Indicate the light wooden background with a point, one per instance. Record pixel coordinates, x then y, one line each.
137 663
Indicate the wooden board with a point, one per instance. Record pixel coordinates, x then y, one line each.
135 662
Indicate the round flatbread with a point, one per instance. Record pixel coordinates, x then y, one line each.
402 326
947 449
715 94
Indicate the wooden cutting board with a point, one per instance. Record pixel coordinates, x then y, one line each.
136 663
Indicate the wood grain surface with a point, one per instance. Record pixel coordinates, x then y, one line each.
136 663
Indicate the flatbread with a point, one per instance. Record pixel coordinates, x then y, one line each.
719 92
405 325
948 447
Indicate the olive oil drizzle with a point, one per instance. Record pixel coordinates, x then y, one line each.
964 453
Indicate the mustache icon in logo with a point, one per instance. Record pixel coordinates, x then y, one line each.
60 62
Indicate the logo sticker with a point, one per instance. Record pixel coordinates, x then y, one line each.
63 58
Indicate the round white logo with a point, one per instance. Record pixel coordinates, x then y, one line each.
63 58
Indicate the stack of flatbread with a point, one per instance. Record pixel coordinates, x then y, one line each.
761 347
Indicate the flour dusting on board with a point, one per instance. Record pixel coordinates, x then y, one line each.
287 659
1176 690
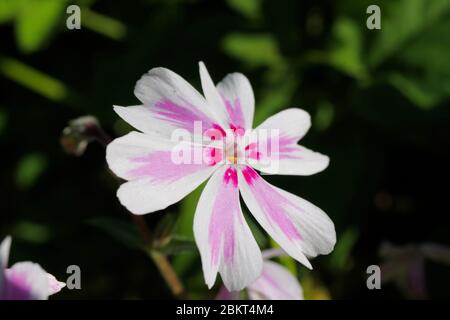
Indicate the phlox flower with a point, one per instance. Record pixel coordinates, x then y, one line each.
230 153
24 280
274 283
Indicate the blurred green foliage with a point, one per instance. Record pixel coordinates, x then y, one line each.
379 101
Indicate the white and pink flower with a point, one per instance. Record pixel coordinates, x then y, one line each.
275 283
24 280
230 152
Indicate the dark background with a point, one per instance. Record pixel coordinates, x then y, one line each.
379 101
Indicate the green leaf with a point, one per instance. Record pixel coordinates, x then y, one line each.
403 22
36 21
178 245
8 9
249 8
286 260
346 55
183 229
123 231
253 49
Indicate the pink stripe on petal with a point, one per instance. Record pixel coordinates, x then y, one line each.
272 203
235 112
225 211
181 116
160 167
16 286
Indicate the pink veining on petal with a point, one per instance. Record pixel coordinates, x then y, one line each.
213 156
282 147
237 130
272 203
181 116
234 110
223 218
160 167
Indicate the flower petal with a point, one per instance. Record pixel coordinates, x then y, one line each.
169 103
216 104
223 237
25 281
224 294
4 252
298 226
157 177
237 94
273 148
4 255
54 286
275 283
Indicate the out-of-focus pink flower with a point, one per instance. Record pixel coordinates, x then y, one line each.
275 283
24 280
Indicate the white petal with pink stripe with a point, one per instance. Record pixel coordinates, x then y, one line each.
223 237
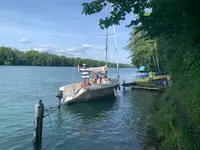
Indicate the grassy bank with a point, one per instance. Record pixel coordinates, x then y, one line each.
173 126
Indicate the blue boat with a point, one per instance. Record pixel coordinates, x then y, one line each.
156 74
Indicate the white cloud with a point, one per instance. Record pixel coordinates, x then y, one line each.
24 40
76 51
80 48
102 47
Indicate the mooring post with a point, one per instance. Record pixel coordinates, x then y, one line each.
38 124
124 85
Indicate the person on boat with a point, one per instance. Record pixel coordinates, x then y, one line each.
85 75
151 74
98 80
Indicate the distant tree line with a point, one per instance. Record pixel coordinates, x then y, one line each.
9 56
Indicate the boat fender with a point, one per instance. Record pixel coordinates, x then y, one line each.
59 94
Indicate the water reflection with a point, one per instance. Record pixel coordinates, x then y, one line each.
94 109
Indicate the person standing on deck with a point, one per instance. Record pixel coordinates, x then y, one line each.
85 74
150 77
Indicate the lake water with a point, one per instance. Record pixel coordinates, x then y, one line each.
96 125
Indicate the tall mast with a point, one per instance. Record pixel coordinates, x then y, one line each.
116 56
156 55
106 35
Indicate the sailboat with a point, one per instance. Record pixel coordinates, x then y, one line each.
75 92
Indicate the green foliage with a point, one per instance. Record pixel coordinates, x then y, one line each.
176 26
142 50
10 56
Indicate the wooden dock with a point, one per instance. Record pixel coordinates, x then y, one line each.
152 88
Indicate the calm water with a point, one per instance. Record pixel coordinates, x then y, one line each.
102 124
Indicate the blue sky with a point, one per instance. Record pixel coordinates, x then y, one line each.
57 26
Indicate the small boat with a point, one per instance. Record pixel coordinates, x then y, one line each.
75 92
151 88
156 74
161 77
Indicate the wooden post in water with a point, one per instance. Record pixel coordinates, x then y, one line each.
38 124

--------------------------------------------------

▶ **THE PROBLEM**: Aside from the pictures, copy all of the entries exactly.

▶ **REPLY TO THE EXERCISE**:
Indicate the light wooden background with a point, one per instance. Record pixel coordinates, x then y, one line each.
137 663
Indicate the wooden board with a point, one per instance. Record pixel coordinates, x then y, one line each.
135 662
Indicate the round flatbread with a point, one per instance. Record pixel coordinates, x then y, one line each.
402 326
947 449
715 94
Indicate the wooden cutting board with a point, one per instance. Record pixel coordinates, x then y, one line each.
136 663
Indicate the wood grain surface with a point, one per instance. Record pixel coordinates, x then y, one line each.
136 663
Indicate the flatbread with a point, one per instance. Record pixel coordinates, x then y, one line each.
719 92
405 325
948 447
Indicate the olive oil drizzle with a point, one per instance. Record pixel coordinates, x then y, one line each.
964 453
Indicate the mustache icon in logo with a point, one per instance. Record pixel coordinates, x then y, one line each.
60 62
Indicate the logo sticker with a point, one per instance. Record pixel coordinates, x then y, one line each.
63 58
Indicate the round white logo with a point, one per instance. Record pixel coordinates, x then y, one line each.
63 58
Indicate the stack of flatbread with a point, one per instance. Record pixel coordinates, x then y, one line each.
761 347
Indicate the flour dusting on board with a point, one per instance. Record pixel coordinates, x then y, one line each.
287 659
1176 690
Indicate the phlox flower with a point, one per instance. Record pixel coordinates, x then y, one line each.
230 153
24 280
274 283
Indicate the blurred green foliage with a point, one per instance. Record pixel coordinates, x then y, one line each.
379 101
Indicate the white and pink flower with a point, one per instance. Record pixel coordinates, x then y, one line each.
275 283
24 280
230 152
Indicate the dark background with a point, one per instance. Record pixel coordinates, x then y, one line each.
379 101
Indicate the green leaf with a point, one per instance. Record pixel coordinates, x then y, one line each.
403 22
36 21
178 245
8 9
249 8
286 260
346 55
183 229
123 231
253 49
Indicate the pink stripe on petal with a point, one per instance. Record pixel coordinates, x then y, one line each.
272 203
235 112
225 211
181 116
160 167
16 286
Indicate the pink veining on petal with a point, one per instance. Record pixel coordinates, x then y, one line each.
213 156
282 147
237 130
272 203
181 116
234 110
223 218
160 167
Indicate the flower petal with a point, one per instance. Record pixel coordinates, x then y, one line each.
169 103
216 104
223 237
25 281
224 294
4 252
298 226
157 177
237 94
273 148
4 255
54 286
275 283
Indicate the out-of-focus pink flower with a point, one per instance. Record pixel coordinates, x then y, one line each.
275 283
24 280
Indicate the white petal with pink stripe with a point, one per instance. Record pixel coordinates, x then y, one line each.
223 237
Indicate the grassy bank with a point, one per instance. Record pixel coordinates, x then y, one line each.
173 126
Indicate the blue boat with a point, one per instance. Record pixel coordinates, x then y, one line each.
156 74
Indicate the white cloud with a point, one per instance. Record pixel coordinates, x then y, one line each.
24 40
76 51
80 48
102 47
Indicate the mooring post with a point, one per instance. Record pixel coordinates, x then y, one line each.
38 124
124 85
Indicate the person on boat with a point, one per instance. Record pixel coordinates, x then y, one line each.
85 75
151 74
98 80
Indicate the distant tree line with a point, one per instance. Record pixel coordinates, x then y, one line each.
9 56
Indicate the boat fender with a point, one per instance. Record pixel coordinates, x then y, one line each.
59 94
Indicate the water reflection with a point, one per instance. Record pixel coordinates, x then y, one line each.
94 109
Indicate the person standing on deck with a point, one per instance. Record pixel coordinates, x then y, one line each.
85 74
150 77
Indicate the lake water with a point, one per instance. Record pixel coordinates, x then y, one line each.
96 125
Indicate the tall mast with a point, one per instance. Record pixel coordinates, x then y, one line each.
116 56
156 55
106 35
Indicate the sailboat with a point, one per instance. Record pixel coordinates, x then y, one line each.
75 92
Indicate the green foliage with a point, one per instance. Record pixel coordinates, x then y, one line each.
176 26
142 50
10 56
Indicate the wooden dock with a point, one per instance. Record pixel coordinates, x then y, one line each.
152 88
Indicate the calm water with a point, one per instance. Record pixel coordinates, x then y, one line each.
102 124
Indicate the blue sky with a point, one per instance. Record pixel coordinates, x then y, one line each.
57 26
Indicate the small boat with a point, one per instance. Record pixel coordinates, x then y, one line each.
75 92
151 88
156 74
161 77
Indicate the wooden post in water with a point, one per instance. Record pixel coordinates, x then y, one line each.
38 124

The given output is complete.